PROBLEM REQUIREMENTS
Every entry that follows needs to be repeated exactly.
::: PROVIDED DATA :::
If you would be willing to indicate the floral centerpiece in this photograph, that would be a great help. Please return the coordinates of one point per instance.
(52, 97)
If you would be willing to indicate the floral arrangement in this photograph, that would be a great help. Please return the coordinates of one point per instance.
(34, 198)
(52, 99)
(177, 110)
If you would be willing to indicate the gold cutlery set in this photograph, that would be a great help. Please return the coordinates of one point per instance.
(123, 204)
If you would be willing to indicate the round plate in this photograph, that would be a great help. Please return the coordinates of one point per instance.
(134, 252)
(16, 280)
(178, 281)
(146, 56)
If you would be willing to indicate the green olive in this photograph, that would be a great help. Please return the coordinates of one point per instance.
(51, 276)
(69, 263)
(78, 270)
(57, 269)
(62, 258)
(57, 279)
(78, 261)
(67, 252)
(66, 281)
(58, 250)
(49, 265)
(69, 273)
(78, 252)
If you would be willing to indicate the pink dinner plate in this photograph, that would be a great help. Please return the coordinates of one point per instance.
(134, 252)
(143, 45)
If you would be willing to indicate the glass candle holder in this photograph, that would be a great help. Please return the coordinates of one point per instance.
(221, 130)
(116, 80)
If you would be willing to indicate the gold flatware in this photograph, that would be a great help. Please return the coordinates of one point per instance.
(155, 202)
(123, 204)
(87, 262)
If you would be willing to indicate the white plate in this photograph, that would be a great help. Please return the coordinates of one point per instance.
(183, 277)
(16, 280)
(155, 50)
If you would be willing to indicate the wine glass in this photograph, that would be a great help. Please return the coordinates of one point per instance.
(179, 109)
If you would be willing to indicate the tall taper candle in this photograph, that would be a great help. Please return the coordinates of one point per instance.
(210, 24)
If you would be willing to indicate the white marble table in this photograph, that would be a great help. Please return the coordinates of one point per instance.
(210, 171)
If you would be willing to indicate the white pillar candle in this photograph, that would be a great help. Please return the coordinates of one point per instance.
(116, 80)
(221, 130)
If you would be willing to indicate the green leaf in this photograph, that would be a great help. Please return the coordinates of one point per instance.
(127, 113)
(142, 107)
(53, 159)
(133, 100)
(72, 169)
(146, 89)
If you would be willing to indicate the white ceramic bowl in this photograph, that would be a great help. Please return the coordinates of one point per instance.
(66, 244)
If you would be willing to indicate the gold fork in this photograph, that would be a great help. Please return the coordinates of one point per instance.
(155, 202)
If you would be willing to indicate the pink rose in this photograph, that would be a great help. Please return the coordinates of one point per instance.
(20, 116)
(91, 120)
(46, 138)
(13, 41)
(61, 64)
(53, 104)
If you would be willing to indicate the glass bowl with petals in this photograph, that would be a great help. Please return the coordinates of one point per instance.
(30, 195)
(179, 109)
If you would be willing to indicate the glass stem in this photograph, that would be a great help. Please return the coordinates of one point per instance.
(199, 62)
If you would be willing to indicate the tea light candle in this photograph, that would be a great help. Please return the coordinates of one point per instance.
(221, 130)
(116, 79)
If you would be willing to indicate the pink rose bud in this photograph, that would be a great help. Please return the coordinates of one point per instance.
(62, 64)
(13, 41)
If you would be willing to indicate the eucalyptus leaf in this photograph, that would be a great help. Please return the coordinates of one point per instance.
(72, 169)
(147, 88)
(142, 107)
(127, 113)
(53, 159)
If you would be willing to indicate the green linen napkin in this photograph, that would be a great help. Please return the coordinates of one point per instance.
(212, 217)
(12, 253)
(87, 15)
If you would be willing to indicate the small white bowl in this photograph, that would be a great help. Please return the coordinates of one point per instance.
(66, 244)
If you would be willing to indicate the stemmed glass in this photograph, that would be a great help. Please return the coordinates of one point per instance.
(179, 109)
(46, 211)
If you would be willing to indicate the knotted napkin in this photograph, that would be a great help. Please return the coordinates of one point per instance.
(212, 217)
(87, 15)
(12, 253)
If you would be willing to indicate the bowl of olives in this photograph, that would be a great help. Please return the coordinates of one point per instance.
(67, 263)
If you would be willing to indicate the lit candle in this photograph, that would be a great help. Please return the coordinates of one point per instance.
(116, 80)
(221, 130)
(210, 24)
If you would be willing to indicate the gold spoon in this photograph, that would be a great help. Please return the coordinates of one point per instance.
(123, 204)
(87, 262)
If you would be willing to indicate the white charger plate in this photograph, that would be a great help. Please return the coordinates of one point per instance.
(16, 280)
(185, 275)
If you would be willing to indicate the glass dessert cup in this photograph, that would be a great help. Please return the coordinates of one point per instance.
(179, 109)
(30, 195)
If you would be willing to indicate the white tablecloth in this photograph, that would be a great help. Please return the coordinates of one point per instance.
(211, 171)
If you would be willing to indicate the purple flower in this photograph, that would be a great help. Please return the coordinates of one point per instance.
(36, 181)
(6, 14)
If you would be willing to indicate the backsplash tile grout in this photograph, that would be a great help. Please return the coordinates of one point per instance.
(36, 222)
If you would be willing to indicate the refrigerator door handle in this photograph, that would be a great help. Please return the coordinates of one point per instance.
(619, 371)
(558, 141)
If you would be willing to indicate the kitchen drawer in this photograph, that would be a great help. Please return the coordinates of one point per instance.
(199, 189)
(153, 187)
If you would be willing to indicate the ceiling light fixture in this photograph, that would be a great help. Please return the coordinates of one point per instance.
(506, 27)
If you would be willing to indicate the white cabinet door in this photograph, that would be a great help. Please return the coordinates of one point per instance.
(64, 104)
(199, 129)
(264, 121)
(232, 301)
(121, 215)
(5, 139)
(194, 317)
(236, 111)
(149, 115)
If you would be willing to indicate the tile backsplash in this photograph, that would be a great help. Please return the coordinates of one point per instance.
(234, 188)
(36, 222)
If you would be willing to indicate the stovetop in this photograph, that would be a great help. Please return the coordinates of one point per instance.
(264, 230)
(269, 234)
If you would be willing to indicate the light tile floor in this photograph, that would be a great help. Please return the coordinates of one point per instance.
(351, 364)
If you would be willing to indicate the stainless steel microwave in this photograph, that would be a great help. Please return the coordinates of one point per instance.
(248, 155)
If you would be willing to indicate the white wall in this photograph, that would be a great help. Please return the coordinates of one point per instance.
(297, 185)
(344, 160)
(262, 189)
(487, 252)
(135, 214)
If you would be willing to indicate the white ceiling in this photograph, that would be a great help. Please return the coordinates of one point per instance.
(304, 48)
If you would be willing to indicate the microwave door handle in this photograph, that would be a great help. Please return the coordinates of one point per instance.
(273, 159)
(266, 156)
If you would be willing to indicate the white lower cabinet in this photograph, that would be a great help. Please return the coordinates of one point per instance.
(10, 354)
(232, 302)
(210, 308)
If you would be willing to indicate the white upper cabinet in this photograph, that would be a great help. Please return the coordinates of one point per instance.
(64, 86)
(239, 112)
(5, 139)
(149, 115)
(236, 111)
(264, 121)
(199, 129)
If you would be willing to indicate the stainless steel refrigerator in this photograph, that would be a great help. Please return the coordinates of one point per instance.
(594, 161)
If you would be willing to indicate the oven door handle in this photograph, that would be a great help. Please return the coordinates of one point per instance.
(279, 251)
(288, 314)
:::
COMPLETE OUTPUT
If you would be willing to indicate the floral centerpiece in this photograph, that would be a great help. Please return the coordinates of one point per instance.
(52, 97)
If you would be willing to indicate the floral arrangement in this photograph, that would be a great help. Please return the coordinates of one point per instance.
(34, 198)
(52, 99)
(177, 110)
If you would be willing to indicate the gold cutlery set in this photograph, that would be a great help. Please return the coordinates of one point per instance.
(123, 204)
If you would be willing to indicate the round plate in this photograph, that would be a great help. Please return the coordinates of one point per instance.
(134, 252)
(16, 280)
(178, 281)
(146, 56)
If you would be willing to indicate the green olive in this photograph, that would be a great help. Please return the coordinates of one point per instance.
(51, 276)
(69, 263)
(78, 270)
(57, 269)
(62, 258)
(57, 279)
(78, 261)
(67, 252)
(66, 281)
(58, 250)
(49, 265)
(69, 273)
(78, 252)
If you would be willing to indicate the pink dinner plate in this photograph, that would be a great help. Please return the coordinates of one point per instance.
(134, 252)
(143, 45)
If you would be willing to indicate the glass candle holder in this photograph, that would be a great help. Please return the coordinates of one point per instance.
(221, 130)
(116, 80)
If you would be willing to indicate the gold flatware in this photograph, that would be a great help. Please return the coordinates of one point per instance.
(155, 202)
(123, 204)
(87, 262)
If you would be willing to indicate the white plate in this photograph, that would be a great help. Please return the coordinates of one point per instance.
(183, 277)
(16, 280)
(155, 50)
If you would be willing to indicate the wine glass in this photograph, that would be a great help. Please return the coordinates of one point per instance.
(179, 109)
If you would be willing to indicate the tall taper candle in this photograph, that would be a great help. Please return the coordinates of one point per instance.
(210, 24)
If you would be willing to indicate the white marble table in this photograph, that would be a great help. Please return the coordinates of one point per instance.
(210, 171)
If you would be willing to indicate the white pillar candle in this photograph, that would be a great help. Please return the coordinates of one point per instance.
(116, 80)
(221, 130)
If you would be willing to indicate the green leaf in this photograph, that would be a great help. Please return the coordinates of one point per instance.
(127, 113)
(142, 107)
(53, 159)
(133, 100)
(72, 169)
(146, 89)
If you would be willing to indicate the white ceramic bowl in this photograph, that would be a great help. Please return the coordinates of one point per instance.
(66, 244)
If you would be willing to indicate the gold fork in this photograph, that would be a great help. Please return the coordinates of one point per instance.
(155, 202)
If you would be willing to indicate the pink rose in this photograph, that would be a great help. Please return the coordinates of one point per instance.
(20, 116)
(91, 120)
(46, 138)
(13, 41)
(61, 64)
(53, 104)
If you would be willing to indicate the glass bowl with petals in this photograph, that would be a great help. Please return the coordinates of one point per instance.
(30, 195)
(179, 109)
If you would be willing to indicate the glass stem in this photograph, that would be a great help. Please return the coordinates of one point per instance.
(199, 62)
If you would be willing to indicate the tea light candle in this photograph, that would be a great help. Please return the coordinates of one point per instance.
(221, 130)
(116, 79)
If you would be willing to indicate the pink rose bud in this photograph, that would be a great help. Please return the coordinates of one point per instance.
(62, 64)
(13, 41)
If you would be willing to indicate the eucalyptus leaf in this photograph, that would be a great help. Please return the coordinates of one point per instance.
(72, 169)
(147, 88)
(142, 107)
(127, 113)
(53, 159)
If you would be willing to indicate the green linen napkin in this photograph, that would be a great help. Please return the coordinates of one point per instance.
(212, 217)
(12, 253)
(87, 15)
If you would be willing to indicate the small white bowl in this photograph, that would be a great help. Please return the coordinates of one point per instance.
(66, 244)
If you would be willing to indicate the stemmed glass in this photograph, that would be a great help. Please return the coordinates of one point per instance.
(179, 109)
(46, 211)
If you would be willing to indicate the knotted napkin in this photograph, that would be a great help. Please return the coordinates of one point per instance.
(212, 217)
(87, 15)
(12, 253)
If you would be willing to indicate the bowl of olives in this photograph, that would be a great help. Please return the coordinates of one point per instance.
(67, 263)
If you would be willing to indicate the lit candle in this photograph, that would be a great help. Please return the coordinates of one point per instance.
(116, 80)
(221, 130)
(210, 24)
If you would be willing to indicate the gold spoon in this photograph, that would be a great help. Please return the coordinates of one point per instance.
(123, 204)
(87, 262)
If you would be willing to indicate the white charger plate in this photograph, that would be a great help. Please return the coordinates of one point per instance.
(16, 280)
(185, 275)
If you would be willing to indicate the glass dessert cup in this photograph, that would be a great help. Please return the coordinates of one point per instance.
(179, 109)
(30, 195)
If you would be willing to indicate the white tablecloth in this photograph, that would be a great help. Please return the coordinates of one point per instance.
(211, 171)
If you would be willing to indicate the purple flower in this photograph, that would be a great help. Please return the coordinates of one point per instance.
(36, 181)
(6, 14)
If you would be willing to indicate the backsplash tile grout in this photograph, that would be a great help. Please return the coordinates of one point per instance.
(36, 222)
If you would be willing to indicate the refrigerator door handle in this photograph, that would be a great help. Please return the coordinates of one point per instance.
(619, 371)
(558, 141)
If you would be willing to indicate the kitchen drawer in this photograph, that would be a great help. Please return the coordinates of one point per instance.
(199, 189)
(153, 187)
If you would be willing to indicate the ceiling light fixture in this photograph, that would be a great help. Please return the coordinates of one point per instance.
(506, 27)
If you would be willing to indicate the white cabinet door in this photograph, that would be a great help. Please return the coordinates of one point per instance.
(64, 104)
(199, 129)
(264, 121)
(232, 301)
(121, 215)
(5, 139)
(194, 317)
(236, 111)
(149, 115)
If you would be willing to indicate the tile backsplash in this photograph, that would be a great help. Please return the coordinates of one point per instance.
(234, 188)
(36, 222)
If you would be willing to indicate the stovetop in this photograph, that would be a great help. Please return the coordinates of one point per instance.
(264, 230)
(269, 234)
If you would be willing to indicate the light tile floor in this photograph, that would be a great help. Please return the coordinates of one point per instance.
(351, 364)
If you would be willing to indicate the stainless steel microwave in this photograph, that would be a great help. Please return the coordinates of one point per instance.
(248, 155)
If you would be willing to indicate the white wall in this photograph, that would be a great help. Please return the coordinates of one point per instance.
(297, 185)
(344, 160)
(262, 189)
(487, 252)
(135, 214)
If you would be willing to indicate the white ceiling in this photograph, that would be a great help. Please return the coordinates of one point per instance.
(304, 48)
If you would be willing to indicate the microwave door handle in this photograph, that would be a great help. Please return the coordinates of one point per instance.
(273, 159)
(266, 156)
If you would be willing to indicate the white lower cabinet in this photograph, that would be a great help. Please return the coordinates of one point per instance.
(10, 354)
(232, 302)
(210, 308)
If you would be willing to indicate the white upper cabinet in this photograph, that would be a great help. Please return the coordinates of one point per instance.
(64, 86)
(239, 112)
(5, 139)
(149, 115)
(236, 111)
(264, 121)
(199, 129)
If you would be willing to indicate the stainless steel refrigerator in this photograph, that would be a great help. Please return the coordinates of one point per instance.
(594, 161)
If you would be willing to indicate the oven door handle in this photograph, that would be a great help. Please return the coordinates of one point per instance.
(279, 251)
(288, 314)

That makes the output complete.